─── Document text

In 2020, renewable energy sources (including wind, hydroelectric, solar, biomass, and geothermal energy) generated a record 834 billion kilowatthours (kWh) of electricity, or about 21% of all the electricity generated in the United States. Only natural gas (1,617 billion kWh) produced more electricity than renewables in the United States in 2020. Renewables surpassed both nuclear (790 billion kWh) and coal (774 billion kWh) for the first time on record. This outcome in 2020 was due mostly to significantly less coal use in U.S. electricity generation and steadily increased use of wind and solar.

In 2020, U.S. electricity generation from coal in all sectors declined 20% from 2019, while renewables, including small-scale solar, increased 9%. Wind, currently the most prevalent source of renewable electricity in the United States, grew 14% in 2020 from 2019. Utility-scale solar generation (from projects greater than 1 megawatt) increased 26%, and small-scale solar, such as grid-connected rooftop solar panels, increased 19%.

Coal-fired electricity generation in the United States peaked at 2,016 billion kWh in 2007 and much of that capacity has been replaced by or converted to natural gas-fired generation since then. Coal was the largest source of electricity in the United States until 2016, and 2020 was the first year that more electricity was generated by renewables and by nuclear power than by coal (according to our data series that dates back to 1949). Nuclear electric power declined 2% from 2019 to 2020 because several nuclear power plants retired and other nuclear plants experienced slightly more maintenance-related outages.

──────
─── Listed records

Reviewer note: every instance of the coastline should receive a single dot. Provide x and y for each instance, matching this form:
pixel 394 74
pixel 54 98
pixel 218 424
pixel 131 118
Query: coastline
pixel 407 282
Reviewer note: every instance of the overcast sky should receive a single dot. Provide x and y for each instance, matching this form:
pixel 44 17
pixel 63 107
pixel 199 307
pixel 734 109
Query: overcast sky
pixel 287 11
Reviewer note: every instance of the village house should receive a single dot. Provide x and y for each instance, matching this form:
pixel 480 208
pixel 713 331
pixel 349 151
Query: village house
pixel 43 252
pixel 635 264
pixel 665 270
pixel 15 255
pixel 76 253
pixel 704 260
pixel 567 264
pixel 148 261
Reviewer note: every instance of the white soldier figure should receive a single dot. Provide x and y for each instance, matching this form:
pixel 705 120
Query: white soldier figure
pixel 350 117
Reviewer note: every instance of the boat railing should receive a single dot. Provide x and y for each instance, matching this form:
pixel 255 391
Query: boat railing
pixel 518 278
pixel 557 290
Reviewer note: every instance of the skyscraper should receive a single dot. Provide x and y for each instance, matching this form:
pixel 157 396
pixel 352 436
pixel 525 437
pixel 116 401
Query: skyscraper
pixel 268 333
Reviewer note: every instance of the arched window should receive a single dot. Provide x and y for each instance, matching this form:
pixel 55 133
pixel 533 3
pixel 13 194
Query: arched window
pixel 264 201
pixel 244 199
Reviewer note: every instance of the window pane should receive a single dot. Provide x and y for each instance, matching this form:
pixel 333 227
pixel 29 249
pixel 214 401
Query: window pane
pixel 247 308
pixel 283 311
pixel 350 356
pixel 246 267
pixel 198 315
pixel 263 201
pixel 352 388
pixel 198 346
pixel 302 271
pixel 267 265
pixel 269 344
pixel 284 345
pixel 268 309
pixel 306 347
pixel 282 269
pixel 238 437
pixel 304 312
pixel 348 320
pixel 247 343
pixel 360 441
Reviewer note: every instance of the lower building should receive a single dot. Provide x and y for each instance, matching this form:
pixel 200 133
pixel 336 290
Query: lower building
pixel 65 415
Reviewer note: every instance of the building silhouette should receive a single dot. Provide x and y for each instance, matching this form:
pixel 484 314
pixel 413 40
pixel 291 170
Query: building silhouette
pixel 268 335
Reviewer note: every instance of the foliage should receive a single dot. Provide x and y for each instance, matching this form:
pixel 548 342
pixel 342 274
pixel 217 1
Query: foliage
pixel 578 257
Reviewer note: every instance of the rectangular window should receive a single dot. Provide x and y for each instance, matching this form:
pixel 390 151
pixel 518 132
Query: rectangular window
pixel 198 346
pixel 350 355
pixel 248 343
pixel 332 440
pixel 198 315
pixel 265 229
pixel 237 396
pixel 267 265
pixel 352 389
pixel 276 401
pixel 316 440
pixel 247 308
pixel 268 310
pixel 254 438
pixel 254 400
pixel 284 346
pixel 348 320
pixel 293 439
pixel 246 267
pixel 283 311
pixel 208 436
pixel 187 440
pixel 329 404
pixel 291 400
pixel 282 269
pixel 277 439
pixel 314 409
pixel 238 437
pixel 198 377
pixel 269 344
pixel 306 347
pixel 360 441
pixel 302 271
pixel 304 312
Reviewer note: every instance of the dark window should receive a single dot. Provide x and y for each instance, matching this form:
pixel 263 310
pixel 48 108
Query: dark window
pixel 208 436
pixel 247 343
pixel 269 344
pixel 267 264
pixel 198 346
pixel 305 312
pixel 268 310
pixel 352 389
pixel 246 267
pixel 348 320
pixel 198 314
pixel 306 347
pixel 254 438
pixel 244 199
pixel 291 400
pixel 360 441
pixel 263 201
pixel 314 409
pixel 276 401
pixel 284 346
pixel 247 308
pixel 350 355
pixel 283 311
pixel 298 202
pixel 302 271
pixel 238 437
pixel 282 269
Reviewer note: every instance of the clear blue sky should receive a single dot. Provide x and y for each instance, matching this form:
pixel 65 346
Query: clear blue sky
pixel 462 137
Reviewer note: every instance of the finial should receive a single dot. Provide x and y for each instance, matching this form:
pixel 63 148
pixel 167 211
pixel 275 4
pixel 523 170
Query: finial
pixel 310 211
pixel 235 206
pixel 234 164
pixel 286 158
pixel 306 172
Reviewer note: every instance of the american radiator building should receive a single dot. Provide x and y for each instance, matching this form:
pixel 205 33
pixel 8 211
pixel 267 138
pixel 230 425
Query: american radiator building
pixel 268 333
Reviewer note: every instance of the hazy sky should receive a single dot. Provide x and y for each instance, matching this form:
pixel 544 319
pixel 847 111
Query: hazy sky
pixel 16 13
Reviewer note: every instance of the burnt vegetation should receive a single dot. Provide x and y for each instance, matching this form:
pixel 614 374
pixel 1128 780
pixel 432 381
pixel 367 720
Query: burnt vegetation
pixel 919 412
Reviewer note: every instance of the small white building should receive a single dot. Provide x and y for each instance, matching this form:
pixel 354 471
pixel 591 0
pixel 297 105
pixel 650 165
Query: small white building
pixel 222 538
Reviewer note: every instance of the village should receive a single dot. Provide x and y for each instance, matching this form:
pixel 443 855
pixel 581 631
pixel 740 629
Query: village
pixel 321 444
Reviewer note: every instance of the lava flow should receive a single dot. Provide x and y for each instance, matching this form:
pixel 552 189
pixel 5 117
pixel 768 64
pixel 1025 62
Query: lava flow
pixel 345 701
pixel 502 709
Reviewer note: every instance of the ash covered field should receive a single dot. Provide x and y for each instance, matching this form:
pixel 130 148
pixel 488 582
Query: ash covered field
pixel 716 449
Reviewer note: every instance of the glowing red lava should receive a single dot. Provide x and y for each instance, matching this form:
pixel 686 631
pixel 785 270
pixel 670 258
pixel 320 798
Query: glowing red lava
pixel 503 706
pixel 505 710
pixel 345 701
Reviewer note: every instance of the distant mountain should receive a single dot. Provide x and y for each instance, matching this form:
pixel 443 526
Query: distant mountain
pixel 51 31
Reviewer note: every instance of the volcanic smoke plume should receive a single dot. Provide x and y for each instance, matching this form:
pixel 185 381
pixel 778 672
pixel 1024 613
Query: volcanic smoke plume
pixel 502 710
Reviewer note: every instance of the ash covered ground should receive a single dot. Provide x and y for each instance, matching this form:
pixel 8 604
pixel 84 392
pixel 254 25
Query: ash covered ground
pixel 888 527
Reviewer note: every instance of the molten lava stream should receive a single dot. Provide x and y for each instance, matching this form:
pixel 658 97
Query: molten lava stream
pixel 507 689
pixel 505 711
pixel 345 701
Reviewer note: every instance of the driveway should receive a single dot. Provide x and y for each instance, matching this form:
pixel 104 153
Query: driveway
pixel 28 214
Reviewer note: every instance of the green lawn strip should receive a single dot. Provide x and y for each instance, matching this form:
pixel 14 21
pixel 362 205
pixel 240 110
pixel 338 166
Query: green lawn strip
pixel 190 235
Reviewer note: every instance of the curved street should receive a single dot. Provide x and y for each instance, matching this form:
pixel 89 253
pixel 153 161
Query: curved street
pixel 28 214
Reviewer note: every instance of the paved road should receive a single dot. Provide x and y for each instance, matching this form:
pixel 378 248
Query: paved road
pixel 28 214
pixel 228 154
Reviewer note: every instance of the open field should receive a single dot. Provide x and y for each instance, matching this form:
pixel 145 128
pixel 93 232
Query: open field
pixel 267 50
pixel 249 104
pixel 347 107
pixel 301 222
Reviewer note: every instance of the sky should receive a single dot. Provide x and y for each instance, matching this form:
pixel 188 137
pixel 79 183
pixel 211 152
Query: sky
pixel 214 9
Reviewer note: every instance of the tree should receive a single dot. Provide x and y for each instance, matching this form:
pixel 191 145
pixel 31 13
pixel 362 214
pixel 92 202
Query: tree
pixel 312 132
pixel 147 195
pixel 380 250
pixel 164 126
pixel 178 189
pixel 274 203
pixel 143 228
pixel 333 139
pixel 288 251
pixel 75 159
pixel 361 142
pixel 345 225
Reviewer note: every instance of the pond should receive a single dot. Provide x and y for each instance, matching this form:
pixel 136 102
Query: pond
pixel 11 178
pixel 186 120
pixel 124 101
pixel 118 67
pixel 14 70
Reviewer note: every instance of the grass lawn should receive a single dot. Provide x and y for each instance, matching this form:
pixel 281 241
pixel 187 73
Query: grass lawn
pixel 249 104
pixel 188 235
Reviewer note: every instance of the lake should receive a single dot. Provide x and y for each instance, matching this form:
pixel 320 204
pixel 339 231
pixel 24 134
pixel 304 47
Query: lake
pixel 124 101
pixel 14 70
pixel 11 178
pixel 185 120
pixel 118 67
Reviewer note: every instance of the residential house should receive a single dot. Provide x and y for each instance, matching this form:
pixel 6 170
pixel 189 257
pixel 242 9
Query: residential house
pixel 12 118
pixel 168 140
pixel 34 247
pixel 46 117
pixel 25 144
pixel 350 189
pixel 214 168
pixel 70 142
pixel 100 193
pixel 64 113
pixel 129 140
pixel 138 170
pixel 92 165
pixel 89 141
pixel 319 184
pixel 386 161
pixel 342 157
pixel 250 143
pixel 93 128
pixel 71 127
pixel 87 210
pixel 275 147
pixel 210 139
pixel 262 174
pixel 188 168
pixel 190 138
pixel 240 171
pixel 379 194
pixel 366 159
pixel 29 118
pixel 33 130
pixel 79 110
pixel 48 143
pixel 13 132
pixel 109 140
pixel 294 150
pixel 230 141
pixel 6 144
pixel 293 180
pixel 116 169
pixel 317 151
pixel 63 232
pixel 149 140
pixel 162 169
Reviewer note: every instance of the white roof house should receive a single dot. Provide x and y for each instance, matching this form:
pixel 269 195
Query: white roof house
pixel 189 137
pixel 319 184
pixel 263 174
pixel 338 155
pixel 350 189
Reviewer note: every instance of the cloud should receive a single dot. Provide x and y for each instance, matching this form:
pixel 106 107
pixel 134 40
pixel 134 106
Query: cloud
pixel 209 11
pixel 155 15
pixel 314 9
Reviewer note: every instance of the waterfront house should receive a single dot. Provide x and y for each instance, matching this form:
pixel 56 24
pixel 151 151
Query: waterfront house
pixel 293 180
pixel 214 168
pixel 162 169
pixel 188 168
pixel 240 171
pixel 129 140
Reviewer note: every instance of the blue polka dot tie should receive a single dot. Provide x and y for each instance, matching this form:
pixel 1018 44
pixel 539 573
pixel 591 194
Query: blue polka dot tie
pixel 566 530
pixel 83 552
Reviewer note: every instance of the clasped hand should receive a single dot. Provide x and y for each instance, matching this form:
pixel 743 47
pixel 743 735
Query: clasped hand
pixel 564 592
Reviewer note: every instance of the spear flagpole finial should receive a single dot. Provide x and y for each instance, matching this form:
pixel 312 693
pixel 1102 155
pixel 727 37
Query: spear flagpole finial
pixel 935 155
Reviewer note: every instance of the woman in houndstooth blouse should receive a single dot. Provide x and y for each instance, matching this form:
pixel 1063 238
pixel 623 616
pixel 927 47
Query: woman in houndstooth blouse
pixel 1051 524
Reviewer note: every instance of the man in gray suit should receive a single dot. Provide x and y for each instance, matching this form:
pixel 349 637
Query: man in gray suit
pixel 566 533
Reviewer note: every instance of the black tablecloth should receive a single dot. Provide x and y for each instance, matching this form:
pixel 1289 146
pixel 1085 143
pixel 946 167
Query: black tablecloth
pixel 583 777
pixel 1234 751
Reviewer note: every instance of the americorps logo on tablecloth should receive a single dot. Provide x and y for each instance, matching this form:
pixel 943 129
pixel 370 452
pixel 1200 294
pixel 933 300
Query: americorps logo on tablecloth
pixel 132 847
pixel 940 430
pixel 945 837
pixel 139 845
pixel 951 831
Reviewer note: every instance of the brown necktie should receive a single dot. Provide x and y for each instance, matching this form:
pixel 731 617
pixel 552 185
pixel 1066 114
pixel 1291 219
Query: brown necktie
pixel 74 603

──────

▸ Work instructions
- 1) According to the passage on U.S. electricity generation, by what percentage did wind generation grow in 2020 compared with 2019?
- 2) Rewrite the passage on U.S. electricity generation from "In 2020, renewable" to "wind and solar.", putting "outpaced" in place of "surpassed".

▸ Solutions below
- 1) 14%

- 2)
In 2020, renewable energy sources (including wind, hydroelectric, solar, biomass, and geothermal energy) generated a record 834 billion kilowatthours (kWh) of electricity, or about 21% of all the electricity generated in the United States. Only natural gas (1,617 billion kWh) produced more electricity than renewables in the United States in 2020. Renewables outpaced both nuclear (790 billion kWh) and coal (774 billion kWh) for the first time on record. This outcome in 2020 was due mostly to significantly less coal use in U.S. electricity generation and steadily increased use of wind and solar.